== WHAT IS BEING ASKED ==
Every line from the one containing "locate bus door --format jsonl" to the one containing "locate paved sidewalk --format jsonl" in the records below, both included, must be set down exactly, and no other line.

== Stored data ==
:::

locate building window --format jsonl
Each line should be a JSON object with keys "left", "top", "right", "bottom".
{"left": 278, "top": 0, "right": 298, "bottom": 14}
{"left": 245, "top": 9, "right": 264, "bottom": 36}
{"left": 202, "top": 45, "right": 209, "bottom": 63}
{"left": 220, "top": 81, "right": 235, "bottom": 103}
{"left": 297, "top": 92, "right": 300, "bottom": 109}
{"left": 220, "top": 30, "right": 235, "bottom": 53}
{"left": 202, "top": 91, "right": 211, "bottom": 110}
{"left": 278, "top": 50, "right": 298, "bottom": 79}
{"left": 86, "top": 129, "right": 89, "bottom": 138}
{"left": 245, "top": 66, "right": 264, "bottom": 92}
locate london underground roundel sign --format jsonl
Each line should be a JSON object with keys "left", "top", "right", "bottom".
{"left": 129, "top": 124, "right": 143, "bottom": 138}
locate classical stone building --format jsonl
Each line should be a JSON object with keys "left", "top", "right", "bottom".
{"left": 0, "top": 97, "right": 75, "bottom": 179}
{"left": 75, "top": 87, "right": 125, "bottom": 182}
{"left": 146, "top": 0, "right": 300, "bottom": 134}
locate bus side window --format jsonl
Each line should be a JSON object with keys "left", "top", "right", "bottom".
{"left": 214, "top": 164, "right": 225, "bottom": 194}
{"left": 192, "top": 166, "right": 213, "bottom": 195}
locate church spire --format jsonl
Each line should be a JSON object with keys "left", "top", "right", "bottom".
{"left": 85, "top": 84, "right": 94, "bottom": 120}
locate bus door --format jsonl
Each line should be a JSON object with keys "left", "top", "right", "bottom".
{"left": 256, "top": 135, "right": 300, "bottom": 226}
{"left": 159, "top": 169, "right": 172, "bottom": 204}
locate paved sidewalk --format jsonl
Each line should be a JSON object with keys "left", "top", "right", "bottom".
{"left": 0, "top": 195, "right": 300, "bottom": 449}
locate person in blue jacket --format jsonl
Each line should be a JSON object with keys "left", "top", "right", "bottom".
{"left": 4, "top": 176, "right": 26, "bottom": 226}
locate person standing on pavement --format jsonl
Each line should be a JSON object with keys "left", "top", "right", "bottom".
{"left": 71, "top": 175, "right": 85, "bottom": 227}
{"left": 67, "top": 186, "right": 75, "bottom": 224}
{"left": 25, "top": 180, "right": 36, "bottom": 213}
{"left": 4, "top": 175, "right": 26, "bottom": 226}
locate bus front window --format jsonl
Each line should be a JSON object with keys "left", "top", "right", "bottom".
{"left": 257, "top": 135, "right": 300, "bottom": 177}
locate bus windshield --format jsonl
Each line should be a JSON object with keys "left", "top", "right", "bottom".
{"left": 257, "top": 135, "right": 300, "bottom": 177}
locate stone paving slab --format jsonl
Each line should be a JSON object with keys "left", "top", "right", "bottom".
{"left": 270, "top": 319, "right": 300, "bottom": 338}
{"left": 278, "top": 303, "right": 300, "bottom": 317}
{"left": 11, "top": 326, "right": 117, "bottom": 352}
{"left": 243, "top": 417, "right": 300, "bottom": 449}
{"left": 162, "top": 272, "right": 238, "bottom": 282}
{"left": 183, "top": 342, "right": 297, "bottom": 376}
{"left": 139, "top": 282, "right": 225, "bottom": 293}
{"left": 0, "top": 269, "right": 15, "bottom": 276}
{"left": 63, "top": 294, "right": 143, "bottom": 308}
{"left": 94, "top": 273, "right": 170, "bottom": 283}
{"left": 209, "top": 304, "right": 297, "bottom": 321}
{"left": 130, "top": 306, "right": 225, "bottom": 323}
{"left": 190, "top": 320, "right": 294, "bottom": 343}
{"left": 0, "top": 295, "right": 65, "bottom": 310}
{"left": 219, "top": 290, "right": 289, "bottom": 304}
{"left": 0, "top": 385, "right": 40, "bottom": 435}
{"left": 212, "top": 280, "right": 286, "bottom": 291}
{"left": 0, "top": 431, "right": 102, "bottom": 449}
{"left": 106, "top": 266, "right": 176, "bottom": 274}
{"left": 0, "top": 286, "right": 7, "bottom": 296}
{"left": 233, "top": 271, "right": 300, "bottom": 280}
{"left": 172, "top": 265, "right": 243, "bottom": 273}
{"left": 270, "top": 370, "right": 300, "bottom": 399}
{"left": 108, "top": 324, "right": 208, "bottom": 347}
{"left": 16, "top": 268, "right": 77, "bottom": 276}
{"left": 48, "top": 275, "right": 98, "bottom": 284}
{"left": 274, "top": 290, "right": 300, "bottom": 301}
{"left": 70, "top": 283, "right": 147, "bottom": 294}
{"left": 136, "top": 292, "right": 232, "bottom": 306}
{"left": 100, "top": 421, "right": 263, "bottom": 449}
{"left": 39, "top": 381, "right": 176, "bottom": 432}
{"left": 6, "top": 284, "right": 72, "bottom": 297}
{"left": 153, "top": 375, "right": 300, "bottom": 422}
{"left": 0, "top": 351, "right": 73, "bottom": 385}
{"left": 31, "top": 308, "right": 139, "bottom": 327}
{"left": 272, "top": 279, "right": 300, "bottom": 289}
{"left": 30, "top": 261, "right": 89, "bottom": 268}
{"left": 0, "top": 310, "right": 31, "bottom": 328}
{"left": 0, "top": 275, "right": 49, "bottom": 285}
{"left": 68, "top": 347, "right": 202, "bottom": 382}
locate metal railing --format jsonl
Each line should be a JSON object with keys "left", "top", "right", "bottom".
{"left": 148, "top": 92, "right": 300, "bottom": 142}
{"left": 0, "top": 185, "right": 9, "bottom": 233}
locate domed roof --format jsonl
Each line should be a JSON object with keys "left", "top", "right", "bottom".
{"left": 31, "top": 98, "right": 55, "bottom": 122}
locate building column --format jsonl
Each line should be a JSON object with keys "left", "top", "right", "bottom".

:::

== YOUR SOLUTION ==
locate bus door --format jsonl
Each line should be a JSON object with keys "left", "top", "right", "bottom".
{"left": 256, "top": 135, "right": 300, "bottom": 226}
{"left": 159, "top": 169, "right": 172, "bottom": 204}
locate paved sidewalk --format jsonl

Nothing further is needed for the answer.